* Lesetext
☆ ☆ ☆ ☆

Einfach und genial
Wie kann man gesprochene Worte und Töne aufnehmen und wiedergeben? Mit dieser Frage befassten sich in der zweiten Hälfte des 19. Jahrhunderts zahlreiche Erfinder – heute vergessene, allgemein bekannte wie Thomas Edison und nur Fachleuten geläufige wie Emil Berliner. Letzterem gelang der Durchbruch.
Seine Idee war so einfach wie genial: Er ritzte die Schwingungen in eine Scheibe, auf der eine Rille schneckenförmnig von außen nach innen verlief. Die Rille konservierte an den Seiten die Laute, die ein hochempfindlicher Tonabnehmer auslas und an einen Verstärker weiterleitete. Berliner nannte das Abspielgerät, abgeleitet aus dem Griechischen, „Grammophon“. Für den Tonträger erfand er das Wort „Schallplatte“.

☆ ☆ ☆ ☆

* Aufgabe
Beantworten Sie anhand des Lesetexts: Welches Wort erfand Emil Berliner für den Tonträger?

[Gespeicherte Einträge]
☆ ☆ ☆ ☆

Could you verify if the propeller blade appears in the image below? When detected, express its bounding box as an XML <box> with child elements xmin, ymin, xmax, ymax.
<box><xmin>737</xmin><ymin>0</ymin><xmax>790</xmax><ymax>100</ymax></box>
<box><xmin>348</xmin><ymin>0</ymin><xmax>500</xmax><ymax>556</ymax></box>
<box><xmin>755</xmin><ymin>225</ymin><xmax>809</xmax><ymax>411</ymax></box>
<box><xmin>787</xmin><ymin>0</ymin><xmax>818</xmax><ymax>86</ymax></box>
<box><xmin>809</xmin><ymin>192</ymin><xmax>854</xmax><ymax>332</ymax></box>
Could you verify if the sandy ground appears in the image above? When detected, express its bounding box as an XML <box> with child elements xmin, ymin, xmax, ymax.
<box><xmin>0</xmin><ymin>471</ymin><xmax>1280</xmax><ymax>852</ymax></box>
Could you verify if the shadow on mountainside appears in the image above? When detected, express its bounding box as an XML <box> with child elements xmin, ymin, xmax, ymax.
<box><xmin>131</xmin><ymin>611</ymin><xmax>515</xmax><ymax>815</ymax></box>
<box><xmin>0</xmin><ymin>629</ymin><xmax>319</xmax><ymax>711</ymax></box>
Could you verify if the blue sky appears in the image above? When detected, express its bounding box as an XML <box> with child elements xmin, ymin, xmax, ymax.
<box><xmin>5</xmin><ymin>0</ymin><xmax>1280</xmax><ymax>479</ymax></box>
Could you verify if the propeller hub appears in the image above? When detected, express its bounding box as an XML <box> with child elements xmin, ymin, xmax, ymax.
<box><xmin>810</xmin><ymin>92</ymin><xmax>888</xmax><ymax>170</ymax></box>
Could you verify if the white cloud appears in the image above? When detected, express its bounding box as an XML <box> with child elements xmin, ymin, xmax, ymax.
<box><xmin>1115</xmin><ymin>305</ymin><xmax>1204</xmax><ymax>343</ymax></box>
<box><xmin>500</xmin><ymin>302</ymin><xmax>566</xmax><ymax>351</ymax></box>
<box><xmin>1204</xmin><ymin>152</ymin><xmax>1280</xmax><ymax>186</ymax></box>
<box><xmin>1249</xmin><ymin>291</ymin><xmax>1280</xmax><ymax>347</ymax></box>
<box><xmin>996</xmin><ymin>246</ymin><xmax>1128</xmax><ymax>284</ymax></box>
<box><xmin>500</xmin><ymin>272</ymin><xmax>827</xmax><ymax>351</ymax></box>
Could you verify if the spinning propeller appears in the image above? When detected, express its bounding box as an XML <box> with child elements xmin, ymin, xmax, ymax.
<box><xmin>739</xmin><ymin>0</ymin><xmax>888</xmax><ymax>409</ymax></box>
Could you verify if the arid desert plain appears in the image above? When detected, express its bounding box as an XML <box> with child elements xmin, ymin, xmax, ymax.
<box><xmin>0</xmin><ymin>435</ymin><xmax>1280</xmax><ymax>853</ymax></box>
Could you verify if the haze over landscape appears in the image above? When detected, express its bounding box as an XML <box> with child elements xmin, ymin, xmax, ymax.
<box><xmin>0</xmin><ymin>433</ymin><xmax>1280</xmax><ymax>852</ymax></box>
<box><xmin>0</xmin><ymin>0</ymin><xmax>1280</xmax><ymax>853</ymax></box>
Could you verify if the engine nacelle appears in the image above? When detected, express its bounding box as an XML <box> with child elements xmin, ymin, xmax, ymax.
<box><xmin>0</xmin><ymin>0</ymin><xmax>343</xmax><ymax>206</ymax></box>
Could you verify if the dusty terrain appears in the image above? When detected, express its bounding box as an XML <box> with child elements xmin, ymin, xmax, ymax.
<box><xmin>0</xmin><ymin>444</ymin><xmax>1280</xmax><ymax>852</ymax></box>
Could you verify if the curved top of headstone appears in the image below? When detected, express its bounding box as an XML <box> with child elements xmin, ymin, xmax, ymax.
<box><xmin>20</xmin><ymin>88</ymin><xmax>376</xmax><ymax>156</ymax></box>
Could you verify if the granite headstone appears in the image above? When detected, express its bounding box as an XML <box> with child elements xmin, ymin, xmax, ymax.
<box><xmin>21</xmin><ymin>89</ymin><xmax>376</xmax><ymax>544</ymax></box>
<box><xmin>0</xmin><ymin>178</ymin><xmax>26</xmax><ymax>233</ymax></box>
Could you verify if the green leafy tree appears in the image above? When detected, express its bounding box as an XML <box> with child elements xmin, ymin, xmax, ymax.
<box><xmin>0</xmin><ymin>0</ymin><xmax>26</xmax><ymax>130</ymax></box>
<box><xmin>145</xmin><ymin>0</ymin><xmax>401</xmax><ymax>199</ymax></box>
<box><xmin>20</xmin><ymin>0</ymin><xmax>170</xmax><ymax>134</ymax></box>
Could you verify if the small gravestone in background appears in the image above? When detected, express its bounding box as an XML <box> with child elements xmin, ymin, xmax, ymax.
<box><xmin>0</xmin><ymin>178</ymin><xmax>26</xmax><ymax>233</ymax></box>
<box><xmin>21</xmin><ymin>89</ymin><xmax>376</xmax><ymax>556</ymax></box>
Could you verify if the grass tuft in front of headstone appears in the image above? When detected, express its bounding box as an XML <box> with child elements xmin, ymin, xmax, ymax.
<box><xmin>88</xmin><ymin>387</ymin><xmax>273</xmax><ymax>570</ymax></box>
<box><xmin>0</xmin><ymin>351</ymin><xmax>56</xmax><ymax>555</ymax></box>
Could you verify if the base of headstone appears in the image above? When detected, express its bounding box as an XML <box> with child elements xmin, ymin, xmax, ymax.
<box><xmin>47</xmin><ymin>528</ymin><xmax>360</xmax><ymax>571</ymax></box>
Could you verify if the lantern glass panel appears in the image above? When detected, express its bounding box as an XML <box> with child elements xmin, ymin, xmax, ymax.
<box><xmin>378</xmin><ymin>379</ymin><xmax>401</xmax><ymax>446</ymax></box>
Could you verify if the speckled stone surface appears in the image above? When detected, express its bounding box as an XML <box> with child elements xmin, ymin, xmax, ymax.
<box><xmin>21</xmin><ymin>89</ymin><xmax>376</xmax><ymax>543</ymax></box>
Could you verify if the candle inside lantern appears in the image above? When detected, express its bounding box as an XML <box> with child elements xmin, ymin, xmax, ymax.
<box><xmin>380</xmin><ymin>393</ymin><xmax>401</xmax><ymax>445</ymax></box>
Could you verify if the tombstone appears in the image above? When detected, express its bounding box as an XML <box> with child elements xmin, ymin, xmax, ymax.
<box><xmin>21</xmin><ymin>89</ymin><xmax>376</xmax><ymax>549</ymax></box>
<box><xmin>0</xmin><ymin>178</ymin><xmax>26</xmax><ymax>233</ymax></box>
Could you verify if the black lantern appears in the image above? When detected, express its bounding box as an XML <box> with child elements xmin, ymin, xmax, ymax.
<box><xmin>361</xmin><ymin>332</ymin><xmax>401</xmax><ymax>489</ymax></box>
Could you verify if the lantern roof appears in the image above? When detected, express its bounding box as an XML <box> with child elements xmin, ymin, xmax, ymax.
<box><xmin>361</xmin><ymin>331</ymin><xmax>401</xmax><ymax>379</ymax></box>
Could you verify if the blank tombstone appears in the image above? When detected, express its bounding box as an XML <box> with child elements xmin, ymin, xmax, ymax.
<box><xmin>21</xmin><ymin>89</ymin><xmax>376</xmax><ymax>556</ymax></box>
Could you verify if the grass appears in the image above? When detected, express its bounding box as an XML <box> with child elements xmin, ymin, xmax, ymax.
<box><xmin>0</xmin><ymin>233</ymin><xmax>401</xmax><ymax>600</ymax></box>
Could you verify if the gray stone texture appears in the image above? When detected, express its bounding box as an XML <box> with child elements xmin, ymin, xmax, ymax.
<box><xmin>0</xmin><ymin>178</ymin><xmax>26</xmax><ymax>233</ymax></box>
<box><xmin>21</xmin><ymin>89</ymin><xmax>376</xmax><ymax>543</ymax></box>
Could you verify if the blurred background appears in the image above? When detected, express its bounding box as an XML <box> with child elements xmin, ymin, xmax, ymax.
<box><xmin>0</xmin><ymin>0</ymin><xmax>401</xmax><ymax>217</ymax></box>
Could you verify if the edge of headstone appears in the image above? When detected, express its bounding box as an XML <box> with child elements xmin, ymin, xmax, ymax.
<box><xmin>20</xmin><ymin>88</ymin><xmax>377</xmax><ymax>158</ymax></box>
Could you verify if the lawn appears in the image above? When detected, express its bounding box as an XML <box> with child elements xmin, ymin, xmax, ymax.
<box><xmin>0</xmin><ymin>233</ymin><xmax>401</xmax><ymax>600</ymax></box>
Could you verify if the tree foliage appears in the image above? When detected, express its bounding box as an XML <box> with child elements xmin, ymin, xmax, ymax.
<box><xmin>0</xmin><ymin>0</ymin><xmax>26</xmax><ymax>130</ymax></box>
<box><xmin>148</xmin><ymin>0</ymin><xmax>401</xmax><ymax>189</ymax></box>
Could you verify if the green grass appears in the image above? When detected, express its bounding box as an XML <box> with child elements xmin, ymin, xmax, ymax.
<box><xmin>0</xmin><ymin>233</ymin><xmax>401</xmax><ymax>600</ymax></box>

☆ ☆ ☆ ☆

* Antwort
Das Wort „Schallplatte“.